Once trained, Balram was hired by the Stork - whom he crossed path with coincidentally - as a chauffeur for his sons, Mushek Sir (known as the Mongoose) and Mr. Ashok. Officially, Balram was the “second driver,” driving the Maruti Suzuki, while another servant, Ram Persad, drove the more desirable Honda City.
As a driver in the Stork’s household, Balram lived a stable and satisfactory life. He wore a uniform and slept in a covered room which he shared with Ram Persad. When Ashok and his wife, Pinky Madam, decided to visit Laxmangarh one day, Balram drove them there, and thus had a chance to visit his family. They were proud of his accomplishments, but Kusum pressured him to get married, which angered him since that would cede what he saw as his upward mobility. He stormed out of the house and climbed to the Black Fort above the village, spitting from there down upon the view of Laxmangarh far below.
Balram describes at length the corrupt nature of politics in the Darkness. A politician known as the Great Socialist controls the Darkness through election fraud. The Stork’s family, involved in shady business dealings in the coal industry, must regularly bribe the Great Socialist to ensure their success.
As part of these political maneuverings, Ashok and Pinky Madam made plans to go to Delhi for three months. When Balram learned that only one driver would be brought with them, he spied on Ram Persad to discover that the man was secretly a Muslim who had lied about his identity to gain employment. Once his secret was out, Ram Persad left, and Balram was brought to Delhi as the driver of the Honda City.

_Challenge 1_: Repeat the passage of the Balram summary starting with "Once trained, Balram" and going on through "desirable Honda City.".
_Challenge 2_:
Answer these questions from the Balram summary:
(a) Which car did Ram Persad drive?
(b) Who controls the Darkness through election fraud?
(c) How long did Ashok and Pinky Madam plan to stay in Delhi?
These lines come from a separate source.

[Entries from a point annotation set]
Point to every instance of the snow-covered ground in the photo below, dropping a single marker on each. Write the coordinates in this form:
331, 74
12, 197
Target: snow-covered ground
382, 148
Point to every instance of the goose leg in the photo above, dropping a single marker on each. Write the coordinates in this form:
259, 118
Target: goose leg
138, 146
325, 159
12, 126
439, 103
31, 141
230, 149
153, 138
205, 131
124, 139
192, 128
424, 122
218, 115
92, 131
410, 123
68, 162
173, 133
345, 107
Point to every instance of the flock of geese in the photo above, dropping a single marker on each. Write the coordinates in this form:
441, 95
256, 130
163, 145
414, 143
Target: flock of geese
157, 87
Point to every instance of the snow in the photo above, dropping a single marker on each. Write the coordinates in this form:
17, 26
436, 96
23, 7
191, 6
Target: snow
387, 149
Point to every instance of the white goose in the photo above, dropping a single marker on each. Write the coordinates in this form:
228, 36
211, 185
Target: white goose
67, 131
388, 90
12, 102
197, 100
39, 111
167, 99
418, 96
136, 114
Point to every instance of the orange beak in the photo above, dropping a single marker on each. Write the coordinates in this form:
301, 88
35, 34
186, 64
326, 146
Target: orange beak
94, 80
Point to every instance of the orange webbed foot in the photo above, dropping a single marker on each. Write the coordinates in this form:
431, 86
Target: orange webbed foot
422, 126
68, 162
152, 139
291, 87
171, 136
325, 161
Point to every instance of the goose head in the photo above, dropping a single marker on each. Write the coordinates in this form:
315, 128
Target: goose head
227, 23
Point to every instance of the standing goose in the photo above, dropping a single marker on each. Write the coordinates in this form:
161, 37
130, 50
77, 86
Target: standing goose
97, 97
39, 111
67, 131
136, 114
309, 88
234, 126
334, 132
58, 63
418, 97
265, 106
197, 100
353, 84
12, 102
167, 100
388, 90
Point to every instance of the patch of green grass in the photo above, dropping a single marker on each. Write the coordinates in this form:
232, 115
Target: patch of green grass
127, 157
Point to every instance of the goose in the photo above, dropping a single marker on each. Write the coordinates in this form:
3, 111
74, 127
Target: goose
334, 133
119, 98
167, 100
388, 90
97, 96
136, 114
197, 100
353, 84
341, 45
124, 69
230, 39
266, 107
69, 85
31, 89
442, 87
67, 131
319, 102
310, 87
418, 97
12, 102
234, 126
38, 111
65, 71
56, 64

_Exercise solution 1_:
Once trained, Balram was hired by the Stork - whom he crossed path with coincidentally - as a chauffeur for his sons, Mushek Sir (known as the Mongoose) and Mr. Ashok. Officially, Balram was the “second driver,” driving the Maruti Suzuki, while another servant, Ram Persad, drove the more desirable Honda City.

_Exercise solution 2_:
(a) The Honda City
(b) The Great Socialist
(c) Three months